**TEXT BLOCK**:
┌────────
Israeli Chief of Staff Undercuts PM on Iran—Then Retracts
URL to article: http://frontpagemag.com/2012/04/27/israeli-chief-of-staff-undercuts-pm-on-iran%e2%80%94then-retracts/
“Israel Army Chief Says He Believes Iran Won’t Build Bomb”… “Israel’s top general says Iran unlikely to make bomb”… “Israeli general: ‘Rational’ Iranian leaders not pushing nuclear bomb”…
Those headlines—from the New York Times, Reuters, and CNN respectively—are typical of a media firestorm kicked up on Thursday by an Independence Day interview that Israeli chief of staff Benny Gantz gave to Israel’s left-wing daily Haaretz.
The reports contrast Gantz’s allegedly pacific statements with recent hawkish statements by his boss, Prime Minister Binyamin Netanyahu.
In an interview to CNN on Tuesday, Netanyahu said sanctions were “certainly taking a bite out of the Iranian economy, but so far they haven’t rolled back the Iranian program or even stopped it by one iota…so if the sanctions are going to work they better work soon.”
On whether Iran’s nuclear program is for civilian purposes: “They said it’s for medical isotopes. Right? That’s why they’re developing ICBMs to carry medical isotopes to Europe or Israel or the United States.”
And on Iranian rationality: “When it comes to a militant Islamic regime I wouldn’t be too sure, because unlike, say, the Soviets, they can put their ideology before their survival. So I don’t think you can bet on their rationality.”
And in a Holocaust Remembrance Day speech last week, Netanyahu said Iran was “feverishly working to develop atomic weapons….”
└────────
**Image point grounding data**:
┌────────
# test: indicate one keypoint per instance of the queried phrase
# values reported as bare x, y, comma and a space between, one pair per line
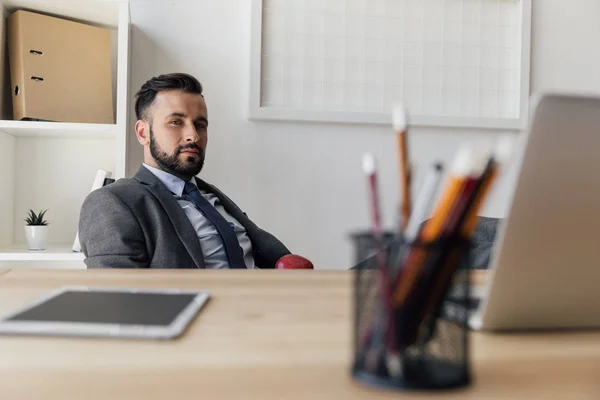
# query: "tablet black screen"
108, 308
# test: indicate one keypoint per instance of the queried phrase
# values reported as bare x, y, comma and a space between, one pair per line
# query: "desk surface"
264, 335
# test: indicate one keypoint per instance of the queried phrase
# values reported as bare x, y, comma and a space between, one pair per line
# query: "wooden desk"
264, 335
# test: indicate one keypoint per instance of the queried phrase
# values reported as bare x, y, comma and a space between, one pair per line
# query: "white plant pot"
36, 236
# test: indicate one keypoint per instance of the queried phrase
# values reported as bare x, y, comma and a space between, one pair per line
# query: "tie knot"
189, 188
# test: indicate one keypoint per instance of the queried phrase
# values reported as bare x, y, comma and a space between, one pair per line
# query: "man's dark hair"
175, 81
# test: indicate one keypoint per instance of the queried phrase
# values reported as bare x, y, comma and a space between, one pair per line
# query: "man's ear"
142, 132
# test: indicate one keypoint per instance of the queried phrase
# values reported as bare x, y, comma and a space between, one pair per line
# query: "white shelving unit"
51, 165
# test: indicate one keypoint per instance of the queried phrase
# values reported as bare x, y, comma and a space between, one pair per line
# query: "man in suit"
166, 217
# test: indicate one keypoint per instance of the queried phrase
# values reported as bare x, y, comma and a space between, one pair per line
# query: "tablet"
108, 312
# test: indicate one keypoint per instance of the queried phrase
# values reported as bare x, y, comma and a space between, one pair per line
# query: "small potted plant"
36, 231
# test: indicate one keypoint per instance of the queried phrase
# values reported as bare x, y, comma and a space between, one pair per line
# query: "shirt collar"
172, 182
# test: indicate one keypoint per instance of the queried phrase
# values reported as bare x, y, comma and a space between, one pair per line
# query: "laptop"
545, 266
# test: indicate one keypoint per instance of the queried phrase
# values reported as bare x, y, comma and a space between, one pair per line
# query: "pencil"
459, 177
401, 128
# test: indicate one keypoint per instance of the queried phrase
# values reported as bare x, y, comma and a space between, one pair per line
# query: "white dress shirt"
210, 240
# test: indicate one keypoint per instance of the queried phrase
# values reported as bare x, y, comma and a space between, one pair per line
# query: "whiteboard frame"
258, 112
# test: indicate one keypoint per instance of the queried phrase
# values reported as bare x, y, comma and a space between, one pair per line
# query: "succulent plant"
36, 219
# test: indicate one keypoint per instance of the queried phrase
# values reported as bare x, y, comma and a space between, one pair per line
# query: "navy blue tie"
228, 236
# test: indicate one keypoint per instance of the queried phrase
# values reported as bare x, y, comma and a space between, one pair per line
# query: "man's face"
175, 140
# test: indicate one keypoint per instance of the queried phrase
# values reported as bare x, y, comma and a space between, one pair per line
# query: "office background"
303, 181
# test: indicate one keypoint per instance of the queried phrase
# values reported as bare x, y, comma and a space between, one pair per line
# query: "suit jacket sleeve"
110, 234
267, 248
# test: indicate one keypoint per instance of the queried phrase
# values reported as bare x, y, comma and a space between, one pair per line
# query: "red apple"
293, 261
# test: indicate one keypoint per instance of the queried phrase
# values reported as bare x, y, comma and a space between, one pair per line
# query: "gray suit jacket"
138, 223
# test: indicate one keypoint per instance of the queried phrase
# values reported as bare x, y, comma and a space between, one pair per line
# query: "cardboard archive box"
60, 70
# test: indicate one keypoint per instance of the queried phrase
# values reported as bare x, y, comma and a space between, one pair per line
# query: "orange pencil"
459, 177
401, 127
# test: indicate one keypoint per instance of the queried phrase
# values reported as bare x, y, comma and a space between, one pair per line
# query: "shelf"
103, 13
61, 252
58, 129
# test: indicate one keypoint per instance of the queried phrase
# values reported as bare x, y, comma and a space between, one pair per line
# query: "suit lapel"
228, 205
180, 221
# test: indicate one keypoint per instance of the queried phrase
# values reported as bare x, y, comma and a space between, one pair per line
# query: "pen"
459, 176
424, 201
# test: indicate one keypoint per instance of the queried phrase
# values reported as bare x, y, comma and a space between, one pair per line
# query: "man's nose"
190, 133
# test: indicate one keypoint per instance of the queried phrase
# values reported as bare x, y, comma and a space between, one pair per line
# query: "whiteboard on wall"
456, 63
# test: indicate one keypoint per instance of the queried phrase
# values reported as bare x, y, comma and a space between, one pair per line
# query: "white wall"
7, 183
39, 156
303, 181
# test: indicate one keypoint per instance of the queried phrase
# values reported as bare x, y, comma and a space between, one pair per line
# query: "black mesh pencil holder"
413, 339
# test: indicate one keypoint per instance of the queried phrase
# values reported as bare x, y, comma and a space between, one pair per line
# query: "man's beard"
172, 163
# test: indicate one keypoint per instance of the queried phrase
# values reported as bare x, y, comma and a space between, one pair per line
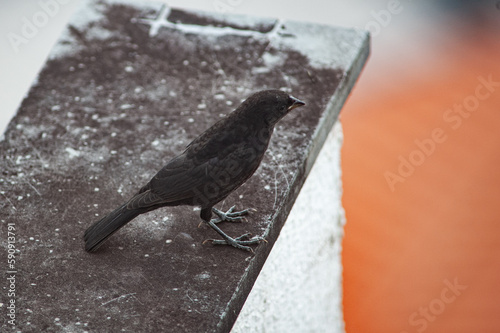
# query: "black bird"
212, 166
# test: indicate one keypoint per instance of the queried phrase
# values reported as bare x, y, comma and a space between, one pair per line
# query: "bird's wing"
183, 176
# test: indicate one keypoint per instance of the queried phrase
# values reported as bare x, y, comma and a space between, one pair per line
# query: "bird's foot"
230, 216
241, 242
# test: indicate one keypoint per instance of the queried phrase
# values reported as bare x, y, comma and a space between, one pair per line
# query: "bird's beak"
296, 103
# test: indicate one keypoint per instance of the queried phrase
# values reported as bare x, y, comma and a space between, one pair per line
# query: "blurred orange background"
422, 241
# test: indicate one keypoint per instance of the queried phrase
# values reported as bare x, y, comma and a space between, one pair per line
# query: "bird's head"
269, 105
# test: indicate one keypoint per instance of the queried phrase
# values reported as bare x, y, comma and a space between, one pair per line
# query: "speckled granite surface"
124, 90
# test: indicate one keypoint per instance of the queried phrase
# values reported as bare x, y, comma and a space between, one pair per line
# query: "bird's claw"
238, 242
230, 216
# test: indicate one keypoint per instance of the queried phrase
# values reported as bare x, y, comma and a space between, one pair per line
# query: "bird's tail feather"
108, 225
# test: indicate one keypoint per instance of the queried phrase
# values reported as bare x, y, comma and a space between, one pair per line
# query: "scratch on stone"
2, 193
161, 20
116, 299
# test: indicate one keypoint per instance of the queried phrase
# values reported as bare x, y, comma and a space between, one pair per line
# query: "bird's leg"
239, 242
229, 216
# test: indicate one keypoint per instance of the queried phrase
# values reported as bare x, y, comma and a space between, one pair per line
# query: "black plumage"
212, 166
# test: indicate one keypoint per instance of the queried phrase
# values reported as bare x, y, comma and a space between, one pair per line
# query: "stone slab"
126, 87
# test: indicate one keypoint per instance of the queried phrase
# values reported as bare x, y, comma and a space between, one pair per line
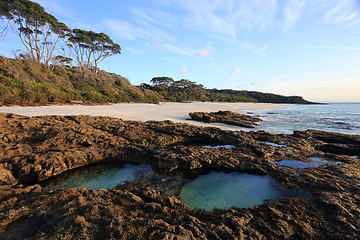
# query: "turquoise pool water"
226, 190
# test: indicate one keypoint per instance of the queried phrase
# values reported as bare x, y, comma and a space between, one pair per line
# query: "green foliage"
185, 90
38, 30
25, 82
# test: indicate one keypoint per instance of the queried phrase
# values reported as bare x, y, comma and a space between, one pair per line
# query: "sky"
309, 48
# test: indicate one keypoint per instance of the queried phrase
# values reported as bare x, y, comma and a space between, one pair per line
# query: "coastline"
176, 112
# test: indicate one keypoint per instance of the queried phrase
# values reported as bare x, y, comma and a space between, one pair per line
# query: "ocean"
334, 117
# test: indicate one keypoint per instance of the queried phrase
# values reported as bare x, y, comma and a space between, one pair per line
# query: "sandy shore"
177, 112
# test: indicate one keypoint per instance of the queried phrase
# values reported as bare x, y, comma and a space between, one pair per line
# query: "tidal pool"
214, 190
226, 190
98, 177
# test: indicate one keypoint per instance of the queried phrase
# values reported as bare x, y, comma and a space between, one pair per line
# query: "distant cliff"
24, 82
185, 90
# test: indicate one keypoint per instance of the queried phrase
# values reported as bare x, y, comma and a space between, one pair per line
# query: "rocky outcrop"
227, 117
38, 148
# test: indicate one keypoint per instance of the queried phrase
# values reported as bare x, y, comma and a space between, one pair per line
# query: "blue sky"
297, 47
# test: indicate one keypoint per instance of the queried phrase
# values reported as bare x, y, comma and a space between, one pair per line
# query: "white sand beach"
176, 112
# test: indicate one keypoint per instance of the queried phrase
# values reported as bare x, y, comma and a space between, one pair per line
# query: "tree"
89, 48
38, 30
162, 82
4, 23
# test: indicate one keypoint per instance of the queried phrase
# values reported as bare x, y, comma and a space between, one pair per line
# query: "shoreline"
176, 112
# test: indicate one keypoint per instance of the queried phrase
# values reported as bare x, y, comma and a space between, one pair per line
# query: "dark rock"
38, 148
226, 117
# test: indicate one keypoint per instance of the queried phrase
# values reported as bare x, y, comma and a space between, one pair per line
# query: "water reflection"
221, 190
98, 177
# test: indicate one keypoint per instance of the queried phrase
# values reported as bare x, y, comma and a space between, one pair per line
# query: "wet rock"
35, 149
227, 117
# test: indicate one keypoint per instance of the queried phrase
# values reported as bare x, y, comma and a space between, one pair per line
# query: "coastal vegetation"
60, 64
185, 90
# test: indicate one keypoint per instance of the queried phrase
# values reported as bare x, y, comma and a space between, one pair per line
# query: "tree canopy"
90, 48
38, 30
4, 23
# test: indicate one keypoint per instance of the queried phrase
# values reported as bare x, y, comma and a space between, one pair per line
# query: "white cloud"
182, 50
202, 53
132, 50
338, 11
346, 18
121, 29
184, 70
127, 31
227, 17
331, 47
236, 70
292, 12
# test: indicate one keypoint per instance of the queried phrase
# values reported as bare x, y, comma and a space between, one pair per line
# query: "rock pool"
97, 177
222, 190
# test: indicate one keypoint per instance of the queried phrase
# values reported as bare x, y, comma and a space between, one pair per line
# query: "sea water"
334, 117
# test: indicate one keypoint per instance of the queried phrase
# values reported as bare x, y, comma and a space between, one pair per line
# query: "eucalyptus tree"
4, 23
90, 48
162, 82
38, 30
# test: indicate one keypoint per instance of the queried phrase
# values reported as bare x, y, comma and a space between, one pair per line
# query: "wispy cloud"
184, 70
202, 53
338, 10
330, 47
346, 18
236, 70
128, 31
292, 13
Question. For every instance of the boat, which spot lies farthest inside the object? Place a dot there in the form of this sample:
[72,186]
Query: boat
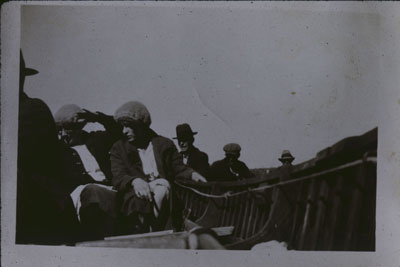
[324,204]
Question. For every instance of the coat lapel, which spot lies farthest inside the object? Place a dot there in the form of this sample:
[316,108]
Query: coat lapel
[134,159]
[158,158]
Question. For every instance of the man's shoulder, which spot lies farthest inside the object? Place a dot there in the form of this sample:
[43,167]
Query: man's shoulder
[242,164]
[119,144]
[199,153]
[218,163]
[162,141]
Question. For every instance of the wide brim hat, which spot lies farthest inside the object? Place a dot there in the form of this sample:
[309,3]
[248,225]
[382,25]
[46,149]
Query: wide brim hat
[183,131]
[286,155]
[232,148]
[23,69]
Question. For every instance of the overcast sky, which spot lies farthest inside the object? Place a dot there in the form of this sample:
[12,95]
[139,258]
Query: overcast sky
[266,79]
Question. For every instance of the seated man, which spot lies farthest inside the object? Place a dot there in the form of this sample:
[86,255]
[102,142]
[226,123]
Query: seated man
[92,147]
[192,156]
[143,164]
[45,213]
[90,154]
[230,168]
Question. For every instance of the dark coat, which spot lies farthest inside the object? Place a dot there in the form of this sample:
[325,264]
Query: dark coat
[45,212]
[99,143]
[126,165]
[219,171]
[198,161]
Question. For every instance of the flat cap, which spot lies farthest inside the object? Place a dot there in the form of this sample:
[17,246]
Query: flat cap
[133,110]
[232,148]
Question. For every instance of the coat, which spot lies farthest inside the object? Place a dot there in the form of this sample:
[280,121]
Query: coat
[198,161]
[99,143]
[126,165]
[219,171]
[45,212]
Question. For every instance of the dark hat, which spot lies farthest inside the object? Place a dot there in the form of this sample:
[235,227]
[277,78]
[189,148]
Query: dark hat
[232,148]
[184,130]
[286,155]
[23,70]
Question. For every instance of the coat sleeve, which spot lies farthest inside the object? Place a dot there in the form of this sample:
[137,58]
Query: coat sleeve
[203,165]
[245,172]
[121,176]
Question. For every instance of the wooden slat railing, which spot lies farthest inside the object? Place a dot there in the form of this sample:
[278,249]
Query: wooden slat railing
[327,203]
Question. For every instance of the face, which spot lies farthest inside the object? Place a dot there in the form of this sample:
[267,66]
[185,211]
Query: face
[232,158]
[134,132]
[70,136]
[185,144]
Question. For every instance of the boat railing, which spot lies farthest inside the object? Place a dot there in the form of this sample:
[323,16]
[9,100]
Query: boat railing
[327,203]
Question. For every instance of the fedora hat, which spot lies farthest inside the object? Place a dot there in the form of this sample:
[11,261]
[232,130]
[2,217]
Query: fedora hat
[232,148]
[23,69]
[183,131]
[286,155]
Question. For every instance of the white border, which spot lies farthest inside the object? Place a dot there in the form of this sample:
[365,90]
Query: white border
[388,189]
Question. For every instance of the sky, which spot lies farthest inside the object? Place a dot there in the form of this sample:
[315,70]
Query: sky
[267,79]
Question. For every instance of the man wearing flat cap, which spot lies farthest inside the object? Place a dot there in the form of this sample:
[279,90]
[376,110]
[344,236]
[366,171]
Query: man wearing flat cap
[230,168]
[192,156]
[93,147]
[143,165]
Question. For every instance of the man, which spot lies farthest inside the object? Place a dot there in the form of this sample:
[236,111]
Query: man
[45,213]
[192,156]
[143,165]
[286,158]
[93,147]
[91,153]
[230,168]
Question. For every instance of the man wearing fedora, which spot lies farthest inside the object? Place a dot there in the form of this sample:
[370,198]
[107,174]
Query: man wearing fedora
[286,158]
[230,168]
[45,212]
[143,165]
[192,156]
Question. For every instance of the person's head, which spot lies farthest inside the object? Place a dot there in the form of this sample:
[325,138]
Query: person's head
[232,152]
[136,120]
[286,157]
[185,137]
[68,126]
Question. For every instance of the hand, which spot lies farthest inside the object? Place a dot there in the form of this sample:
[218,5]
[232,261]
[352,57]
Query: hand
[141,188]
[198,178]
[87,116]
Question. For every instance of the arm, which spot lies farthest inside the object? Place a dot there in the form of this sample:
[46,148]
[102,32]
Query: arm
[110,125]
[245,172]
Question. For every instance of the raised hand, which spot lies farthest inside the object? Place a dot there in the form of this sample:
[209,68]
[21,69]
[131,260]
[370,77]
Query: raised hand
[198,177]
[141,188]
[86,116]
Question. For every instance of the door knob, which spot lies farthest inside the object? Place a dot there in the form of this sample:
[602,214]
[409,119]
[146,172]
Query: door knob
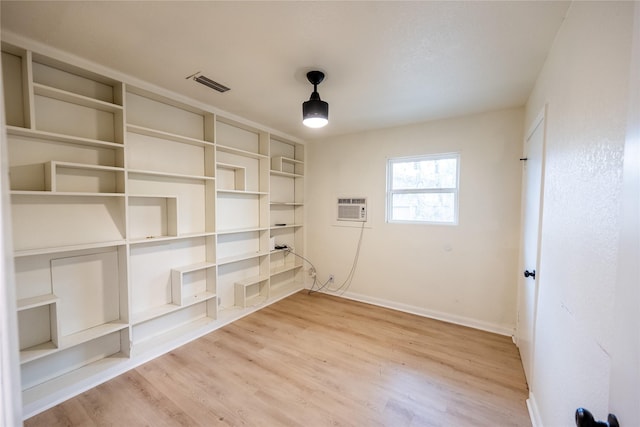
[584,418]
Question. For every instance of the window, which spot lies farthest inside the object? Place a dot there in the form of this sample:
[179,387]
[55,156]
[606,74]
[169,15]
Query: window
[423,189]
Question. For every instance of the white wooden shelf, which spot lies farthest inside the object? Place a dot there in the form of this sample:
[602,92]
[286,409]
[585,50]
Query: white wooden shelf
[242,192]
[178,293]
[152,239]
[37,301]
[119,176]
[162,310]
[84,101]
[239,176]
[278,164]
[249,281]
[67,341]
[63,193]
[284,268]
[168,136]
[170,175]
[52,183]
[68,382]
[55,137]
[286,174]
[67,248]
[241,257]
[37,351]
[194,329]
[280,227]
[242,287]
[241,230]
[232,150]
[286,204]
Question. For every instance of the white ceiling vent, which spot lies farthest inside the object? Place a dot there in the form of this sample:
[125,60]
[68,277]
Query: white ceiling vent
[352,209]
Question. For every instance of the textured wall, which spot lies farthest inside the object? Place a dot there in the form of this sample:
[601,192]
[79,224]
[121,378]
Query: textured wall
[464,273]
[585,83]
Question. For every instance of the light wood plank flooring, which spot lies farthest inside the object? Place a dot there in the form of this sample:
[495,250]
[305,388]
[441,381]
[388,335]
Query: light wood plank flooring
[316,360]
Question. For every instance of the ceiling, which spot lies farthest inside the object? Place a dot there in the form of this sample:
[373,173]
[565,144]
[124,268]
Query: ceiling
[387,63]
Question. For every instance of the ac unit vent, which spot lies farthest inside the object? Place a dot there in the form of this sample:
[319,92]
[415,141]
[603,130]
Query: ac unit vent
[352,209]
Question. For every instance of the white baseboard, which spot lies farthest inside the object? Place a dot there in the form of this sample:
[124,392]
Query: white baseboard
[445,317]
[534,414]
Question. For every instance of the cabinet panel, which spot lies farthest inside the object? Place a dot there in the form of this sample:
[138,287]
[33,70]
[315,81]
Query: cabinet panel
[146,112]
[191,195]
[156,154]
[150,270]
[236,137]
[28,156]
[237,211]
[74,83]
[13,89]
[66,118]
[70,359]
[89,290]
[229,274]
[57,221]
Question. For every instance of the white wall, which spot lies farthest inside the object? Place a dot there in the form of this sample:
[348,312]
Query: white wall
[585,83]
[464,273]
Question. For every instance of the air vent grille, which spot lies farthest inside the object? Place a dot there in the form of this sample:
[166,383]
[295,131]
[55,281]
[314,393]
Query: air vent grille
[209,83]
[352,209]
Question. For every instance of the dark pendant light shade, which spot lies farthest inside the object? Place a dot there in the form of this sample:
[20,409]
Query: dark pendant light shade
[315,112]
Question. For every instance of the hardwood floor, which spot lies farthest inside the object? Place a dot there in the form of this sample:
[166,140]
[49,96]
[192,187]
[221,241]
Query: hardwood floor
[316,360]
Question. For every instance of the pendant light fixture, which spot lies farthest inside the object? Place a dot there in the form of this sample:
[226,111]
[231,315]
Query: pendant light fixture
[315,112]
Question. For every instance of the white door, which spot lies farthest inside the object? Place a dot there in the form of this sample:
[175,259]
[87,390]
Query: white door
[624,394]
[531,215]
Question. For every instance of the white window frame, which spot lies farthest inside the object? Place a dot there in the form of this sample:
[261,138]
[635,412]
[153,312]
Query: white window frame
[425,157]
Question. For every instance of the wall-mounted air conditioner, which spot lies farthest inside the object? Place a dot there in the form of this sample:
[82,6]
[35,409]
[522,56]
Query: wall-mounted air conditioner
[352,209]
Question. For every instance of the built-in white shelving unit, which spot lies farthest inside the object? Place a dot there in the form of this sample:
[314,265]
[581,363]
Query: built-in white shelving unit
[140,221]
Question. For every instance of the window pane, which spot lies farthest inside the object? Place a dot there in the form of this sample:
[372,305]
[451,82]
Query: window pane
[436,173]
[430,207]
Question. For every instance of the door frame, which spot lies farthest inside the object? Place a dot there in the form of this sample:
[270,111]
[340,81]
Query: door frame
[541,119]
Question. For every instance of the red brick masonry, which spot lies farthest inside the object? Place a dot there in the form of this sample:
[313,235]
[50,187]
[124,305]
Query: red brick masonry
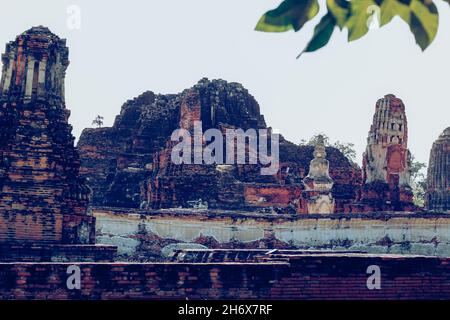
└────────
**EXERCISE INSTRUCTIONS**: From the article on Israel's military chief and Iran, quote the passage that opens with the words containing "Israeli Chief of Staff Undercuts" and closes with "Minister Binyamin Netanyahu.". The records have no connection to the text.

**RESPONSE FOR THIS EXERCISE**:
Israeli Chief of Staff Undercuts PM on Iran—Then Retracts
URL to article: http://frontpagemag.com/2012/04/27/israeli-chief-of-staff-undercuts-pm-on-iran%e2%80%94then-retracts/
“Israel Army Chief Says He Believes Iran Won’t Build Bomb”… “Israel’s top general says Iran unlikely to make bomb”… “Israeli general: ‘Rational’ Iranian leaders not pushing nuclear bomb”…
Those headlines—from the New York Times, Reuters, and CNN respectively—are typical of a media firestorm kicked up on Thursday by an Independence Day interview that Israeli chief of staff Benny Gantz gave to Israel’s left-wing daily Haaretz.
The reports contrast Gantz’s allegedly pacific statements with recent hawkish statements by his boss, Prime Minister Binyamin Netanyahu.